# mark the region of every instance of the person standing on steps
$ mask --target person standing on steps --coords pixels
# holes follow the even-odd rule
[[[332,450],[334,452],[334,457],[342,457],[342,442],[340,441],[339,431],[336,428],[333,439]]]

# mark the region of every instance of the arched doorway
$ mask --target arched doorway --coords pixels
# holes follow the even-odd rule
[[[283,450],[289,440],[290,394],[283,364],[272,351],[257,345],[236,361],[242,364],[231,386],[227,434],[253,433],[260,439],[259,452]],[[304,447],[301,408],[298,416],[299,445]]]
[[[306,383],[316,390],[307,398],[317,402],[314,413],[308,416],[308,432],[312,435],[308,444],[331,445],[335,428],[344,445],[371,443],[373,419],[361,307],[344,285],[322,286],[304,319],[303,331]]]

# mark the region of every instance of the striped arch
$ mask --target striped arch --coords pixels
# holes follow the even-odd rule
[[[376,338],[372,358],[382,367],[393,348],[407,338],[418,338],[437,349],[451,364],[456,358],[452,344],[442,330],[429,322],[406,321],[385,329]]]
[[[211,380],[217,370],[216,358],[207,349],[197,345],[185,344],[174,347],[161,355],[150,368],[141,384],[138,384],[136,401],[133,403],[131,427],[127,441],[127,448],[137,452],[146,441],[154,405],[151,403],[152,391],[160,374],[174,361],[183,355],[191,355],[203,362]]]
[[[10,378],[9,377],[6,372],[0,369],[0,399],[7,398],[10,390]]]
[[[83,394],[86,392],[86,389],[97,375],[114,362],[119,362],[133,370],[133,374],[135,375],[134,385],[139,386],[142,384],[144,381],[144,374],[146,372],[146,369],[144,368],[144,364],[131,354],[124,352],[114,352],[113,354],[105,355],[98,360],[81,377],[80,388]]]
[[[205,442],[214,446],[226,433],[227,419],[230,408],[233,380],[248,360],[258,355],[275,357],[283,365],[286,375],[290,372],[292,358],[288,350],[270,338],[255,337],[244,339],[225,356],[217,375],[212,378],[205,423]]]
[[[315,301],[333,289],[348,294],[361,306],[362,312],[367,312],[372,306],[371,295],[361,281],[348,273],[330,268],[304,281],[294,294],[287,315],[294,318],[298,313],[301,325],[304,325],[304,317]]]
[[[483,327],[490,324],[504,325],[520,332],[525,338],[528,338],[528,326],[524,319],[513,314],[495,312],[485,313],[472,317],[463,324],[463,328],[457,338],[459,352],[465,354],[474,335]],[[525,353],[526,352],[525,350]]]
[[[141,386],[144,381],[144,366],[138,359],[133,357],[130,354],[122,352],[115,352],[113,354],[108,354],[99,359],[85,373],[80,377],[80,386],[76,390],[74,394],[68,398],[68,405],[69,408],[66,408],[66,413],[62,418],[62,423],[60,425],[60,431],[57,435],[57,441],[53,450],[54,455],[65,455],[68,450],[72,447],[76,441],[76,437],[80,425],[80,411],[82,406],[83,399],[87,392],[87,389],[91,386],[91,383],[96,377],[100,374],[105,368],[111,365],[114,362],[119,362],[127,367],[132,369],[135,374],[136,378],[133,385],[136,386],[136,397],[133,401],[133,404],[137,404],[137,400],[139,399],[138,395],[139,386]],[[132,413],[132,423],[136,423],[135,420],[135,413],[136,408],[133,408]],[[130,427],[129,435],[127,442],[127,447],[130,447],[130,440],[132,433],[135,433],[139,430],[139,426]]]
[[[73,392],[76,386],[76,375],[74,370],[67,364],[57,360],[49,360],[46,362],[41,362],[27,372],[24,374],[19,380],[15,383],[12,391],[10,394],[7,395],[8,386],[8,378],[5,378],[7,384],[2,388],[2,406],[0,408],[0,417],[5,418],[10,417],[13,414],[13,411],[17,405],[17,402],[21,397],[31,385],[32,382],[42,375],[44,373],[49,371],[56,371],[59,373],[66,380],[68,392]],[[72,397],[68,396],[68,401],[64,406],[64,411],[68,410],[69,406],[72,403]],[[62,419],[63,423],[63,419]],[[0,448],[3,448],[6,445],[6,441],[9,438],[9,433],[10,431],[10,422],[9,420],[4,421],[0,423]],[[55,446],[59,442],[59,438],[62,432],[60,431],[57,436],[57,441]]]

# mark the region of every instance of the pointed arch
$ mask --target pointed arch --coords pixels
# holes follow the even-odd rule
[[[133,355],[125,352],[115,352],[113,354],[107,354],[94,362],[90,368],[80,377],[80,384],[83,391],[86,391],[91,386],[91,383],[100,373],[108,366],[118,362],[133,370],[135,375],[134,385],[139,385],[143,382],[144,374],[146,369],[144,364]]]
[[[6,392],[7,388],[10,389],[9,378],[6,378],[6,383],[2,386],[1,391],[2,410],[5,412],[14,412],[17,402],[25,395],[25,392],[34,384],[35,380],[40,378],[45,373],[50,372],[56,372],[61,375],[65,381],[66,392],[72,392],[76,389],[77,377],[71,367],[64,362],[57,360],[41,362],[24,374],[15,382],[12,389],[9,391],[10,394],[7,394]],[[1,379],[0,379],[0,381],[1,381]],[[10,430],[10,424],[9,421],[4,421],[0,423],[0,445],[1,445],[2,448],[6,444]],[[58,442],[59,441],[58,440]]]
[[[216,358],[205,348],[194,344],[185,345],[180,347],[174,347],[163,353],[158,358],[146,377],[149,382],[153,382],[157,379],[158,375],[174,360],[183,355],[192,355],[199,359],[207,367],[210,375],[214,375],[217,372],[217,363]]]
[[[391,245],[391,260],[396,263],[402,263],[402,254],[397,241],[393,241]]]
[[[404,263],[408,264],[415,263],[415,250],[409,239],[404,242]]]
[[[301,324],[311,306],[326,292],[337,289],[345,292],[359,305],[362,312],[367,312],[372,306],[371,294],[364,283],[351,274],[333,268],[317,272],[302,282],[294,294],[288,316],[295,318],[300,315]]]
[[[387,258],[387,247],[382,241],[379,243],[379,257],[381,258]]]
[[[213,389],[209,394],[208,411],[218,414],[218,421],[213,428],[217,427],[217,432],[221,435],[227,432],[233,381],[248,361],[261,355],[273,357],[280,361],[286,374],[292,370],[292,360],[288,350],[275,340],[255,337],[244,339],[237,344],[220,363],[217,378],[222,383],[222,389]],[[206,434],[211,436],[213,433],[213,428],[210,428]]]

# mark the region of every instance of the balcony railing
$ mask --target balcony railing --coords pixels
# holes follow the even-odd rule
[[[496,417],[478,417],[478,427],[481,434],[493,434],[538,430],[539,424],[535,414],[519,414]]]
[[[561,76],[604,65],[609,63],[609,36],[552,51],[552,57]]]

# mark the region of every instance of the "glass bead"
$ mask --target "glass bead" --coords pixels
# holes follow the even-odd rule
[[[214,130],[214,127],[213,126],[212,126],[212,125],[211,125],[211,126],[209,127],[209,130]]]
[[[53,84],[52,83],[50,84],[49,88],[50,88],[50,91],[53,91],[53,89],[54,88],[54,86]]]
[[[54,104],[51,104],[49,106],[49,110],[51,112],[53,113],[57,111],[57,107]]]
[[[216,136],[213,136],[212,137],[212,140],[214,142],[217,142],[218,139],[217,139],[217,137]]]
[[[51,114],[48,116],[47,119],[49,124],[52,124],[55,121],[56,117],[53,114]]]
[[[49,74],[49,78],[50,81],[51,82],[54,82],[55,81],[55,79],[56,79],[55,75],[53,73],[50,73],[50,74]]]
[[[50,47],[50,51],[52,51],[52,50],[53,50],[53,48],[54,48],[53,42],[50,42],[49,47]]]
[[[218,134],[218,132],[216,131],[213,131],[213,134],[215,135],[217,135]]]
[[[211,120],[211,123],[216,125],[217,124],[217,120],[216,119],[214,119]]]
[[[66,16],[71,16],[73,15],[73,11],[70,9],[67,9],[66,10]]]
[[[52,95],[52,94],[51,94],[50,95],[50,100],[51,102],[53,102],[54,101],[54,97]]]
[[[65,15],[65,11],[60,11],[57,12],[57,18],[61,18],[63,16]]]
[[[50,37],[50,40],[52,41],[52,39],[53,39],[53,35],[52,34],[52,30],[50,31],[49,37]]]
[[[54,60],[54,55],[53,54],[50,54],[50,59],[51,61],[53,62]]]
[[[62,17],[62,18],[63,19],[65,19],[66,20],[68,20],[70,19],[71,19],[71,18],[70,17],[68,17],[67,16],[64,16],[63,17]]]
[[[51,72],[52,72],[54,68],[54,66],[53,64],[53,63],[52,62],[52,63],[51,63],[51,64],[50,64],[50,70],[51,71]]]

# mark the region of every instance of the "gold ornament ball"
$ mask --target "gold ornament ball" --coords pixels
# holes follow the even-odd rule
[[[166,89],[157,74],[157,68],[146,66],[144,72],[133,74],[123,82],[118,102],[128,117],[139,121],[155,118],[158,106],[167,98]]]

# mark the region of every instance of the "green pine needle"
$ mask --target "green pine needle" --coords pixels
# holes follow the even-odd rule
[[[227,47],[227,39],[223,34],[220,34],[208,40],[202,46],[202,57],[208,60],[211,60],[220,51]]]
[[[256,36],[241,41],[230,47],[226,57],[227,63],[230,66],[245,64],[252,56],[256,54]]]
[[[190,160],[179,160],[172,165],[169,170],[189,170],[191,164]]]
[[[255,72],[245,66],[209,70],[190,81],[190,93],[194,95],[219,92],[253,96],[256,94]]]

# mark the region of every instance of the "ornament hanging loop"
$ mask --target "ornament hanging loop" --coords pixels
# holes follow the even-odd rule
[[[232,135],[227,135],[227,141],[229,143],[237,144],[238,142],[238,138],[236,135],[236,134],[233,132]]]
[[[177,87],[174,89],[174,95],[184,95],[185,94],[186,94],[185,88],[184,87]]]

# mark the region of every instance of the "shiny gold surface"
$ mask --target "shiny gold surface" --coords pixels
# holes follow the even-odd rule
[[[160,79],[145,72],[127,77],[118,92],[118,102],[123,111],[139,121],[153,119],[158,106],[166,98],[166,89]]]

◇ ◇ ◇ ◇

● **What to do**
Reproduce only the part of the records that opens with the line containing "# mark the region of every instance of the balcony" and closes with the line containing "[[[561,76],[604,65],[609,63],[609,36],[552,51],[552,57]]]", with "railing" swapped for "fence" and everything else left unchanged.

● **Correct result**
# mark the region of every instance of the balcony fence
$ mask --target balcony fence --coords pixels
# holes follow the even-odd rule
[[[496,417],[478,417],[478,427],[481,434],[493,434],[538,430],[539,424],[535,414],[519,414]]]
[[[561,76],[604,65],[609,63],[609,36],[552,51],[552,57]]]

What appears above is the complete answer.